*** Page extract

Although the fossil record does not actually prove the theory of evolution, a study of a series of fossils can provide a visual record of the evolution of individual species, such as the horse, and their adaptation to changing environments. Certain link fossils provide evidence of a link between species; an example of this is the Archaeopteryx, which was a birdlike animal with teeth and this fossil provides corroboration of the reptile ancestry of birds. Additional evidence for evolution is found in homologous structures. For instance, a comparison of the limb bones of several different kinds of vertebrate indicate striking similarities in their construction. Such structures are termed homologous and their existence suggests that all these animals have evolved from a common ancestor. Embryology can also provide important clues as to the ancestry of a group. The vertebrate animals all show very similar embryonic development, and all have embryonic gill slits even though the mature animal has lungs and breathes air. This is taken as evidence that the vertebrates all evolved from an aquatic ancestor breathing through gills like modern fish and the tadpole stage of amphibians. The human embryo has a small tail, the coccyx, which is vestigial (functionless) – possible evidence of a common ancestor with a tail.

******
*** Given entries

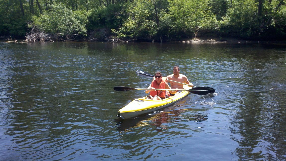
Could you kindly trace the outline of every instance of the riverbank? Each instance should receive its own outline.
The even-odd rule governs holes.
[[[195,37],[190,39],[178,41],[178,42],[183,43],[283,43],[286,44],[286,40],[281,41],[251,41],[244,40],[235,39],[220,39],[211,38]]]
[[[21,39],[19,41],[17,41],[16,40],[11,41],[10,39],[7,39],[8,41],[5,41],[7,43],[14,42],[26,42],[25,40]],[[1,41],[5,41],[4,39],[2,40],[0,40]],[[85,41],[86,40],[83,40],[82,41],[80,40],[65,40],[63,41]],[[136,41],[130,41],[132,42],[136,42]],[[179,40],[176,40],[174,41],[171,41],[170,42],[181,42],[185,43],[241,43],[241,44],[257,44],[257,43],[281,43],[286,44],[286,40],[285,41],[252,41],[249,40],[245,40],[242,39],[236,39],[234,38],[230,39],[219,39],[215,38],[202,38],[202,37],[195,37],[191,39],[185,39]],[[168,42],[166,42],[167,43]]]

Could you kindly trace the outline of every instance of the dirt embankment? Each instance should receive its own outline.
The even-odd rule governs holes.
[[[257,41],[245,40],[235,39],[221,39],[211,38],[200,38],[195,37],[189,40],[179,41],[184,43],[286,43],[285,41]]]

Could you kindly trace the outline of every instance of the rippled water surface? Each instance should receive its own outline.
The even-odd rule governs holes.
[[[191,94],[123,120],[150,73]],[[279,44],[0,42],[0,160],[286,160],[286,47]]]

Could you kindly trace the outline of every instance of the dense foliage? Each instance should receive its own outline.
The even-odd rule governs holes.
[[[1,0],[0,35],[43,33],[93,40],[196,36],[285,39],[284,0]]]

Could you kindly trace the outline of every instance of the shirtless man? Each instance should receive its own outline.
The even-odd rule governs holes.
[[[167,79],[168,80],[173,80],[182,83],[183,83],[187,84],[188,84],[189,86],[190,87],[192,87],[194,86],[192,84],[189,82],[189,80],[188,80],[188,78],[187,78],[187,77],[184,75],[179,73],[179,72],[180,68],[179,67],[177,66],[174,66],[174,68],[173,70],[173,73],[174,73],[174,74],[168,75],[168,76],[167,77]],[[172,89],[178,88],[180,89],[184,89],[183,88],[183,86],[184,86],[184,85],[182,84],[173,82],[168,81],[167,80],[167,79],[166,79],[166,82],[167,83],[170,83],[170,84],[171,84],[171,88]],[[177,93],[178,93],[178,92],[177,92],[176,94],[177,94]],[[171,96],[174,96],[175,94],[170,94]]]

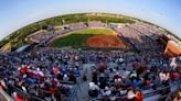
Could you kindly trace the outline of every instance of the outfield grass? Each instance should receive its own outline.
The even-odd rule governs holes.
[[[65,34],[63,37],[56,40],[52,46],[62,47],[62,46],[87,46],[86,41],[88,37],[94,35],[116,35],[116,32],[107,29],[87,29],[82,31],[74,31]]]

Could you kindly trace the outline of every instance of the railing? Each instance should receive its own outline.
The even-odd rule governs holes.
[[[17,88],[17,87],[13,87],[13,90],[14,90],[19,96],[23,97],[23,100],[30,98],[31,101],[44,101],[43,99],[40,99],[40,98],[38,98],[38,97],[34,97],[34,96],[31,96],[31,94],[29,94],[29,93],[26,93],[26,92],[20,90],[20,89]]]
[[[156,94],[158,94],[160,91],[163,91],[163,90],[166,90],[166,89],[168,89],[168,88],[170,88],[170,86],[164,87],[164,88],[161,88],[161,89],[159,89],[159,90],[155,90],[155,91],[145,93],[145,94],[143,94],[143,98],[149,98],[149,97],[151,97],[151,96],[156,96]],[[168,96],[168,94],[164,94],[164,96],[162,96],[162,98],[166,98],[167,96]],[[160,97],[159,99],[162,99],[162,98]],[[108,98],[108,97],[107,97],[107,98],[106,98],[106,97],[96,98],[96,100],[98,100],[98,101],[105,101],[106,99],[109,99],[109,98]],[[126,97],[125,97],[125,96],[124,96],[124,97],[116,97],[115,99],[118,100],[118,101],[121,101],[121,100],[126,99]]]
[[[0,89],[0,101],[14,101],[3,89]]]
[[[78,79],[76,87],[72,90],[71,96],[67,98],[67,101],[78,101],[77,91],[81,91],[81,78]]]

******

- _Tasks to carry out_
[1] Which lines of evidence for evolution does the passage on evolution describe? List all of them.
[2] According to the passage on evolution, what does the Archaeopteryx fossil corroborate?

- _Results of the exercise_
[1]
1. The fossil record, including link fossils such as the Archaeopteryx
2. Homologous structures
3. Embryology

[2] It corroborates the reptile ancestry of birds.